• **Document segment**
+ + + + + + +

Module:Mand-translit

From Linguifex
Jump to navigation Jump to search

This module will transliterate text in the Mandaic script. The module should preferably not be called directly from templates or other modules. To use it from a template, use {{xlit}}. Within a module, use Module:languages#Language:transliterate.

For testcases, see Module:Mand-translit/testcases.

Functions

tr(text, lang, sc)
Transliterates a given piece of text written in the script specified by the code sc, and language specified by the code lang.
When the transliteration fails, returns nil.

-- Author: Saam-andar

local export = {}

local m_str_utils = require("Module:string utilities")

local gcodepoint = m_str_utils.gcodepoint
local rfind = m_str_utils.find
local rsubn = m_str_utils.gsub
local rmatch = m_str_utils.match
local rsplit = m_str_utils.split
local U = m_str_utils.char
local unpack = unpack or table.unpack -- Lua 5.2 compatibility

-- version of rsubn() that discards all but the first return value
local function rsub(term, foo, bar)
	local retval = rsubn(term, foo, bar)

+ + + + + + +

• **Set task 1**
Reproduce the Mandaic transliteration module page, beginning at the words "For testcases, see" and stopping after "the code lang.".
• **Set task 2**
On the Mandaic transliteration module page, what does the tr function return when transliteration fails?
• **Set task 3**
Extend the Mandaic transliteration module page from the point where it stops.

+ + + + + + +

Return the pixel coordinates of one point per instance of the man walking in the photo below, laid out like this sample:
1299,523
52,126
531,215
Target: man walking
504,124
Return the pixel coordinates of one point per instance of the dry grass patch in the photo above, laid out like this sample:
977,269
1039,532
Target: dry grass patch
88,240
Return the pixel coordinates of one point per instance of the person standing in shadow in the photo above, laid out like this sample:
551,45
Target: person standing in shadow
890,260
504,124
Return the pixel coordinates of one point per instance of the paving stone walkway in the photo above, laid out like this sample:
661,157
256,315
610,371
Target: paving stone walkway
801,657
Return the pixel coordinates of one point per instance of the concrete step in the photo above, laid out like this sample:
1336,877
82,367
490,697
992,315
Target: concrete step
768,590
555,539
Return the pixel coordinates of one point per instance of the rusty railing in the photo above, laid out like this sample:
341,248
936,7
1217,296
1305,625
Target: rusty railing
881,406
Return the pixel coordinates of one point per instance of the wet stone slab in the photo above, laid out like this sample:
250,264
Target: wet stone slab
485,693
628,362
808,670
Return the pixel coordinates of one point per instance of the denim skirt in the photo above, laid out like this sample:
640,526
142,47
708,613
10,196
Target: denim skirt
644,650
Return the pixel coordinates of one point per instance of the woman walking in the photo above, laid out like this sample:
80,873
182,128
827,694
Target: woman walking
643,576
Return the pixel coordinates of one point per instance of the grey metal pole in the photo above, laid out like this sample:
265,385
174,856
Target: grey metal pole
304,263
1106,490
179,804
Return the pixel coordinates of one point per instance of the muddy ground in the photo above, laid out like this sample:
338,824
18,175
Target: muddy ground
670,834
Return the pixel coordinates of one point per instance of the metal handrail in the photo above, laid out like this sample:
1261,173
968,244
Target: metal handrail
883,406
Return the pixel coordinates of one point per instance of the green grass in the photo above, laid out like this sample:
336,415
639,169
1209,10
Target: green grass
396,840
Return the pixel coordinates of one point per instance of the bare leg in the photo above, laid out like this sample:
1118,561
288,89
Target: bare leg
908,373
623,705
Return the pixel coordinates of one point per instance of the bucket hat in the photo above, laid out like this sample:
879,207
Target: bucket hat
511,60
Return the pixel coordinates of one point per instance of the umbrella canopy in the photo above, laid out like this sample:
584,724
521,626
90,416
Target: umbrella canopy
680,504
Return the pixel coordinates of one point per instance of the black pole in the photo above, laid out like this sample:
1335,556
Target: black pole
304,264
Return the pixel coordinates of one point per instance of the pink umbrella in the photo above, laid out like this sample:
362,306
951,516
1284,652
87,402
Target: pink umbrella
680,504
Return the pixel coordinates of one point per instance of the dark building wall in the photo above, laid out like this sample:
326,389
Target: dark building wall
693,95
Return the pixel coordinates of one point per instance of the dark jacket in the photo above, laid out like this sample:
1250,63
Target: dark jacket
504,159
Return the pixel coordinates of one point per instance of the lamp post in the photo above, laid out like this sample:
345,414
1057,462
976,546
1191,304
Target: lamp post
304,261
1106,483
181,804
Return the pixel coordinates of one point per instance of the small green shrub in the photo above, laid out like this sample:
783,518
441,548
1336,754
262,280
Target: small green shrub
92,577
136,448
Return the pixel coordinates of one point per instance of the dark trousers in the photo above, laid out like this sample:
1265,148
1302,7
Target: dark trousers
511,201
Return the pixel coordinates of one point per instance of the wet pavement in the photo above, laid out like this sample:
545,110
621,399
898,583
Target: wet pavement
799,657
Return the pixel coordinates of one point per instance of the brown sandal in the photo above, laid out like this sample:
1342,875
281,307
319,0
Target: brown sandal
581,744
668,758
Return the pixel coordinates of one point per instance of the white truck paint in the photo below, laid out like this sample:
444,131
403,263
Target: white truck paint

+ + + + + + +

• **Expected output 1**
For testcases, see Module:Mand-translit/testcases.

Functions

tr(text, lang, sc)
Transliterates a given piece of text written in the script specified by the code sc, and language specified by the code lang.

• **Expected output 2**
It returns nil.

• **Expected output 3**
	return retval
end

-- Mandaic Unicode block: U+0840–U+085F
local zwnj = U(0x200C) -- zero-width non-joiner
local consonants = "ࡁࡂࡃࡄࡆࡇࡈࡊࡋࡌࡍࡎࡐࡑࡒࡓࡔࡕࡖࡗࡘ"
local consonant_pattern = "[" .. consonants .. "]"
local vowels1 = "ࡀࡅࡉ"
local letters = "ࡐࡇࡏࡅࡈࡕࡓࡖࡔࡒࡋࡊࡉࡄࡂࡗࡃࡎࡀࡌࡍࡁࡘࡑࡆ"
local gemination_mark = U(0x085B) -- ◌࡛ MANDAIC GEMINATION MARK
local affriction_mark = U(0x0859) -- ◌࡙ MANDAIC AFFRICTION MARK
local vocalization_mark = U(0x085A) -- ◌࡚  MANDAIC VOCALIZATION MARK

-- mapping
local tt = {
	-- consonants
	["ࡁ"] = "b",  -- MANDAIC LETTER AB (beth)
	["ࡂ"] = "g",  -- MANDAIC LETTER AG (gimel)
	["ࡃ"] = "d",  -- MANDAIC LETTER AD (daleth)
	["ࡄ"] = "h",  -- MANDAIC LETTER AH (he)
	["ࡆ"] = "z",  -- MANDAIC LETTER AZ (zayin)
	["ࡈ"] = "ṭ",  -- MANDAIC LETTER ATT (teth)
	["ࡊ"] = "k",  -- MANDAIC LETTER AK (kaph)
	["ࡋ"] = "l",  -- MANDAIC LETTER AL (lamedh)
	["ࡌ"] = "m",  -- MANDAIC LETTER AM (mem)
	["ࡍ"] = "n",  -- MANDAIC LETTER AN (nun)
	["ࡎ"] = "s",  -- MANDAIC LETTER AS (semkath)
	["ࡐ"] = "p",  -- MANDAIC LETTER AP (pe)
	["ࡑ"] = "ṣ",  -- MANDAIC LETTER ASZ (sadhe)
	["ࡒ"] = "q",  -- MANDAIC LETTER AQ (qoph)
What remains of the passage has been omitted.